• WHAT IS ASKED:
Output every line of the material below as a numbered list, leaving out any blank lines.

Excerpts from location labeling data
──────────

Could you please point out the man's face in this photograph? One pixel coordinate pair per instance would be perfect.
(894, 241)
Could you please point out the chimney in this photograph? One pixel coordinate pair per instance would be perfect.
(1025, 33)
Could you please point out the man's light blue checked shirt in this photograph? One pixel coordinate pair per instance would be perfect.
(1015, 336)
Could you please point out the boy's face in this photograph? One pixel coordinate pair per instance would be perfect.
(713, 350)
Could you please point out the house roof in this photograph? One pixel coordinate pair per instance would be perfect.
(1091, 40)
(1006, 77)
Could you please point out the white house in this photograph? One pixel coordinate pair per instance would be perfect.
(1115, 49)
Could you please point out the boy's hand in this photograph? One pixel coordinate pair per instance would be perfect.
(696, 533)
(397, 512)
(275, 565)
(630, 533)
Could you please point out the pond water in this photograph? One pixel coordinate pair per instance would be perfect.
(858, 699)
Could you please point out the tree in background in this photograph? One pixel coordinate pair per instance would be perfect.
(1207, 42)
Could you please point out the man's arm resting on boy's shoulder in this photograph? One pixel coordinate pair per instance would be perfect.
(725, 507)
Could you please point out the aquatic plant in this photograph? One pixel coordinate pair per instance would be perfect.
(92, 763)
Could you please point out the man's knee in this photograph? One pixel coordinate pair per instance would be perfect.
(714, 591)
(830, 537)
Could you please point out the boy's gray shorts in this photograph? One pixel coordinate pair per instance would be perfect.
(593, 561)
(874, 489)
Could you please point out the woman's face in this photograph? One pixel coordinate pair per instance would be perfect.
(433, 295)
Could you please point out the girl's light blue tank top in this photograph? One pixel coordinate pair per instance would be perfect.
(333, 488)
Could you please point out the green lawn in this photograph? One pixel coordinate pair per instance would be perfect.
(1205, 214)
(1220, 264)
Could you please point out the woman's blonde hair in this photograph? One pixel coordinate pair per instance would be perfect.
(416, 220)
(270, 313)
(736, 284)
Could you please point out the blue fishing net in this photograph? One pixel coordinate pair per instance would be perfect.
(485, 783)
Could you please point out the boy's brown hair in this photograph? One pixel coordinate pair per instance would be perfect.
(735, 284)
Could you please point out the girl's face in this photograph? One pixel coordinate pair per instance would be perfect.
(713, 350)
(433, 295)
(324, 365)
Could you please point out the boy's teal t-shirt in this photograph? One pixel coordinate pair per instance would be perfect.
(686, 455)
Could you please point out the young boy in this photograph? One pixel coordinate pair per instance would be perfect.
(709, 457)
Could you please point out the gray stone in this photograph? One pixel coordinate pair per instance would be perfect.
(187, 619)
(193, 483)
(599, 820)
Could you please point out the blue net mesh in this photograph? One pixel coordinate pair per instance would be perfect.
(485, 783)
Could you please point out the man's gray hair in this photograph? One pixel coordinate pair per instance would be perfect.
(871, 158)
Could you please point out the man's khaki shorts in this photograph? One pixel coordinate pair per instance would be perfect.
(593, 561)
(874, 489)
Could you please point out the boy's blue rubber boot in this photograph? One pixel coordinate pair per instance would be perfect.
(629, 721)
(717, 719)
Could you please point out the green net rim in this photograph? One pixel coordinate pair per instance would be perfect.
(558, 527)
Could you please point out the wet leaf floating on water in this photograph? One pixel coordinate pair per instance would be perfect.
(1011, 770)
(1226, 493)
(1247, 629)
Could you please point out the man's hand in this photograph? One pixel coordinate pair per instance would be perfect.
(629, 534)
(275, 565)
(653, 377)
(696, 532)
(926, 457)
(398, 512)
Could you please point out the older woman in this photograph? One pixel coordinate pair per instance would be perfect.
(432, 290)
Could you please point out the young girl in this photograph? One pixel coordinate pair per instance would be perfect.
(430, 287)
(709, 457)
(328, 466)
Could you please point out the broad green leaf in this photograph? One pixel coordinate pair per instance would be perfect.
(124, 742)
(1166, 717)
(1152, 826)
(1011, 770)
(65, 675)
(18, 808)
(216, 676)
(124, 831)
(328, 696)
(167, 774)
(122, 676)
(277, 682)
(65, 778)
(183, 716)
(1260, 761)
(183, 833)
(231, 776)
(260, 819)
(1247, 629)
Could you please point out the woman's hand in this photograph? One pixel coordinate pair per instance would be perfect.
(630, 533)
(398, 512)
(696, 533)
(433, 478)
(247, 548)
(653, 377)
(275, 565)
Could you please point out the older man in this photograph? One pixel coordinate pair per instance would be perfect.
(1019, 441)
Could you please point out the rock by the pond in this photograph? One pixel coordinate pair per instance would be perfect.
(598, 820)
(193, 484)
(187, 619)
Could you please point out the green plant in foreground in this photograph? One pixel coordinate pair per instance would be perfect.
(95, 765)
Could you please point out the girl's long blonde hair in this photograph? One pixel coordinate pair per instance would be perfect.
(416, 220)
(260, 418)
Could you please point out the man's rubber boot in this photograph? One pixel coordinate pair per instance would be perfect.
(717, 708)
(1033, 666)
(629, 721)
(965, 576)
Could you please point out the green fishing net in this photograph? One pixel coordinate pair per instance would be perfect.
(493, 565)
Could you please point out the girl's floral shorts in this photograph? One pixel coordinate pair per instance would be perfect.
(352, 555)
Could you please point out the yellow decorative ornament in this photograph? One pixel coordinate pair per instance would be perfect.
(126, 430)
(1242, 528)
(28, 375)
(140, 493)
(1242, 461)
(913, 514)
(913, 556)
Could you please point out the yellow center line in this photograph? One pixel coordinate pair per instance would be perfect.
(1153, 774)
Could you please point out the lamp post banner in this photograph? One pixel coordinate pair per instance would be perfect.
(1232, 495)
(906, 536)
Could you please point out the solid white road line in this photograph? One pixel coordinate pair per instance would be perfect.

──────────

• SOLUTION:
1. Could you please point out the man's face in this photograph? One pixel coordinate pair per instance would be perfect.
2. (894, 241)
3. Could you please point out the chimney in this photograph? One pixel coordinate pair per instance would be perfect.
4. (1025, 33)
5. Could you please point out the man's light blue checked shirt in this photograph? One pixel coordinate pair per instance would be perfect.
6. (1015, 336)
7. Could you please point out the boy's face in this photograph? One pixel coordinate pair per instance would be perfect.
8. (713, 350)
9. Could you please point out the house roof in this photograph? One pixel coordinate pair per instance would be perfect.
10. (1091, 40)
11. (1006, 77)
12. Could you please point out the white house in this photograph? One pixel coordinate pair per instance would be perfect.
13. (1115, 49)
14. Could you please point out the boy's hand in this photograph? One pixel coordinate pair per instance would be perfect.
15. (696, 533)
16. (397, 512)
17. (275, 565)
18. (630, 533)
19. Could you please point out the pond water in this photograph? One pixel coordinate pair per instance would be perfect.
20. (858, 699)
21. Could you please point out the tree in background in this photograph? One pixel coordinate pair per instance would be perfect.
22. (1207, 42)
23. Could you please point out the man's arm resting on boy's shoulder in this photograph? One pixel coordinate pair per instance would be perfect.
24. (725, 507)
25. Could you please point out the aquatic plant in this photograph? One pixel coordinate pair per instance would be perfect.
26. (92, 763)
27. Could you please point out the man's knee in this photograph? One pixel coordinate pair per instance would be perfect.
28. (714, 591)
29. (830, 537)
30. Could you please point out the boy's gray shorts in this photograph? One pixel coordinate pair per instance would be perfect.
31. (593, 561)
32. (874, 489)
33. Could you please point out the woman's face in this photograph? One pixel coordinate pair per instance would be perfect.
34. (433, 295)
35. Could you please point out the girl's light blue tank top in this photograph? One pixel coordinate pair per instance would be perfect.
36. (333, 488)
37. Could you please point out the green lawn in this photograph? One pixel coordinate pair per instance would be perfect.
38. (1205, 214)
39. (1220, 264)
40. Could you please point out the woman's blonde hair in this photograph? One pixel coordinate pair per instance would be perfect.
41. (416, 220)
42. (270, 313)
43. (736, 284)
44. Could you please point out the blue fishing net in this photograph? One pixel coordinate pair per instance would be perfect.
45. (485, 783)
46. Could you please point out the boy's brown hair in this photograph? One pixel coordinate pair per instance would be perfect.
47. (735, 284)
48. Could you please point out the girl's face in this photograph? One pixel coordinate pair per instance would be perfect.
49. (713, 350)
50. (433, 295)
51. (324, 365)
52. Could you please point out the boy's teal t-shirt in this photograph? One pixel coordinate pair per instance would be perfect.
53. (686, 455)
54. Could you please point out the young boy in this photograph? One pixel coordinate pair per instance would be perfect.
55. (709, 457)
56. Could you please point out the gray stone in this photograph? One pixel coordinate pair per instance would be perfect.
57. (187, 619)
58. (193, 483)
59. (599, 820)
60. Could you please point out the blue net mesh in this photograph? One pixel coordinate pair per instance would be perfect.
61. (485, 783)
62. Could you please point out the man's gray hair in this photograph? One pixel coordinate pair per instance would be perfect.
63. (871, 158)
64. Could you please point out the man's khaki shorts in this photograph? One pixel coordinate pair per instance would be perfect.
65. (593, 561)
66. (874, 489)
67. Could you please point out the boy's blue rubber boot in this photograph? One pixel coordinate pair per instance would be perfect.
68. (629, 721)
69. (717, 719)
70. Could you please point out the green net rim in this photograph? One pixel coordinate pair per instance would be perfect.
71. (558, 527)
72. Could you please point out the wet leaf floating on water in this photograph? One pixel coordinate pair per instance would be perfect.
73. (1011, 770)
74. (1226, 493)
75. (1247, 629)
76. Could you please point out the man's hand in this photograph? One pixel coordinate pair per instance would be perfect.
77. (629, 534)
78. (275, 565)
79. (653, 377)
80. (696, 532)
81. (926, 457)
82. (398, 512)
83. Could you please point out the older woman in this photograph? One pixel coordinate pair per instance would be perfect.
84. (432, 290)
85. Could you please point out the young girl in this photograph? One pixel coordinate pair per instance would be perfect.
86. (430, 287)
87. (709, 457)
88. (328, 466)
89. Could you please point out the broad green leaf in this photograph? One pixel coordinate pair per instance would be perfect.
90. (124, 742)
91. (1166, 717)
92. (1152, 826)
93. (1011, 770)
94. (65, 675)
95. (18, 808)
96. (216, 676)
97. (124, 831)
98. (328, 696)
99. (167, 774)
100. (122, 676)
101. (277, 682)
102. (65, 778)
103. (183, 716)
104. (1260, 761)
105. (183, 833)
106. (231, 776)
107. (260, 819)
108. (1247, 629)
109. Could you please point out the woman's hand in this photograph? One pixel coordinate pair per instance would be perfect.
110. (630, 533)
111. (398, 512)
112. (696, 533)
113. (433, 478)
114. (247, 548)
115. (653, 377)
116. (275, 565)
117. Could you please point out the older man in this photograph? One pixel coordinate pair per instance would be perfect.
118. (1019, 441)
119. Could you please point out the rock by the pond in this photograph? One pixel coordinate pair per instance would be perfect.
120. (598, 820)
121. (193, 484)
122. (187, 619)
123. Could you please point out the green plant in foreground in this photograph? One pixel coordinate pair per instance would be perfect.
124. (95, 765)
125. Could you please point out the girl's long blonde hair in this photograph? One pixel coordinate pair per instance would be perfect.
126. (416, 220)
127. (260, 418)
128. Could you please point out the man's rubber boot in this photograph? One pixel coordinate pair per instance would be perfect.
129. (717, 708)
130. (1033, 666)
131. (629, 721)
132. (965, 576)
133. Could you please point out the green fishing net in this photograph? One pixel coordinate pair per instance would be perfect.
134. (493, 565)
135. Could you please point out the girl's floral shorts in this photograph? One pixel coordinate pair per instance would be perfect.
136. (352, 555)
137. Could you please point out the yellow decorative ornament in this photograph? One pixel coordinate pair per instance would be perfect.
138. (126, 430)
139. (1242, 528)
140. (28, 375)
141. (140, 493)
142. (1242, 461)
143. (913, 514)
144. (913, 556)
145. Could you please point out the yellow center line in this photograph? One pixel coordinate pair per instance would be perfect.
146. (1153, 774)
147. Could you please point out the lamp post banner in this photograph? One pixel coordinate pair per instance would be perfect.
148. (1232, 495)
149. (906, 536)
150. Could you please point out the solid white road line in this photograph? One pixel coordinate pair per instance would be perfect.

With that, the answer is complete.